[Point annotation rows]
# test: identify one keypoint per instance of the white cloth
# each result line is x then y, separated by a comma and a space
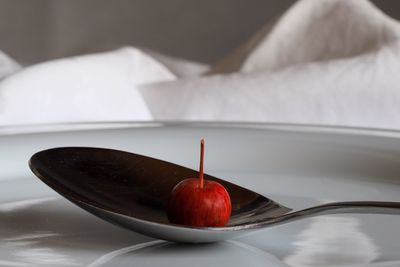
97, 87
7, 65
332, 62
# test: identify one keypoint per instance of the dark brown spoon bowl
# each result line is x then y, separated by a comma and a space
132, 190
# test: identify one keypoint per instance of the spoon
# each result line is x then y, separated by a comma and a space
132, 190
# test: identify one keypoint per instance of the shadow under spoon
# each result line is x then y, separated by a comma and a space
132, 190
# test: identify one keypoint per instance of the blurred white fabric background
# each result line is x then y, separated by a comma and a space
331, 62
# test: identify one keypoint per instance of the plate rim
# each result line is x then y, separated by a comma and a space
7, 130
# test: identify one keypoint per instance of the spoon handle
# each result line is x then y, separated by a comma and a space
361, 207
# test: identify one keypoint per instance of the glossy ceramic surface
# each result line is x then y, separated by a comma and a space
132, 191
296, 166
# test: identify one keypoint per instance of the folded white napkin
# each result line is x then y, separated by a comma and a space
332, 62
97, 87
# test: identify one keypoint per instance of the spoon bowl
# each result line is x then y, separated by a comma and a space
132, 191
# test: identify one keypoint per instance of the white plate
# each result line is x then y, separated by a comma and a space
297, 166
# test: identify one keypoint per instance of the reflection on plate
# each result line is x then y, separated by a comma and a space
297, 168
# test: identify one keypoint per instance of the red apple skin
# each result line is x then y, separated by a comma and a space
191, 205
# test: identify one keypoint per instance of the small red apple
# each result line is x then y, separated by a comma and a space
199, 202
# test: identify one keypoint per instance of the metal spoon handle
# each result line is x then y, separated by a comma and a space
363, 207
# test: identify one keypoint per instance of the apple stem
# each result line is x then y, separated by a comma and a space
201, 176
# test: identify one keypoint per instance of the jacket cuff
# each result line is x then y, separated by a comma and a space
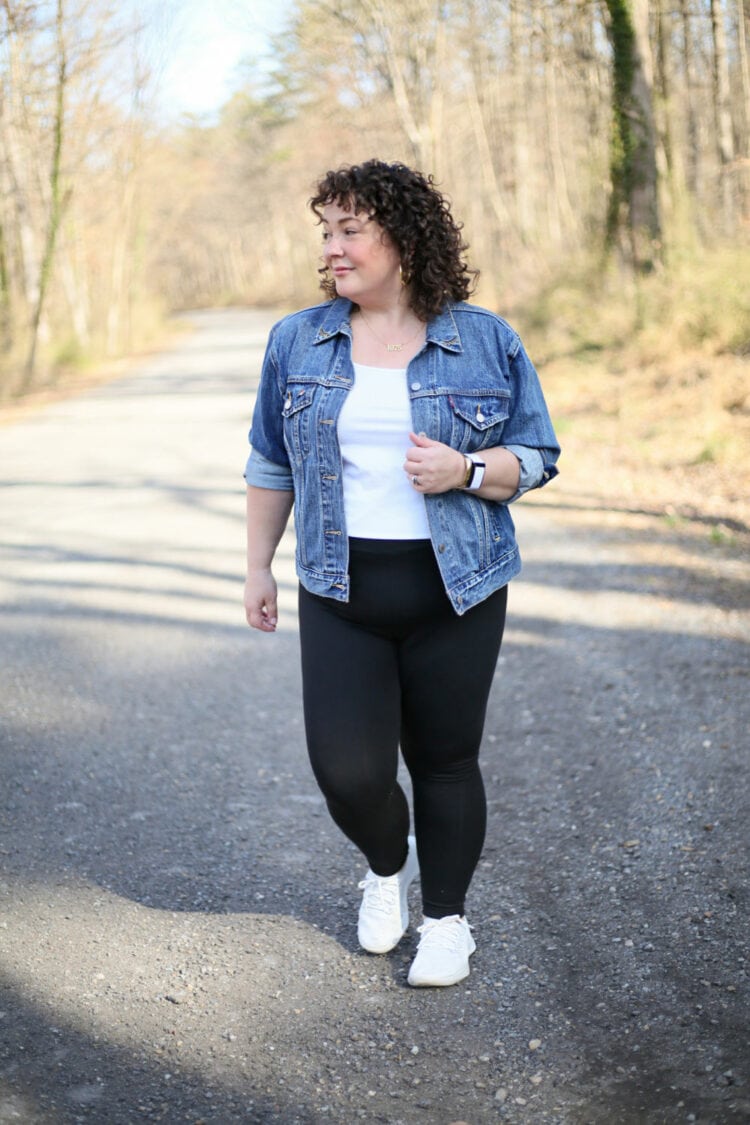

◆ TASK TO CARRY OUT ◆
How many rows above contain the string "plate", with case counting? Reply with the number alone.

◆ TASK ANSWER ◆
3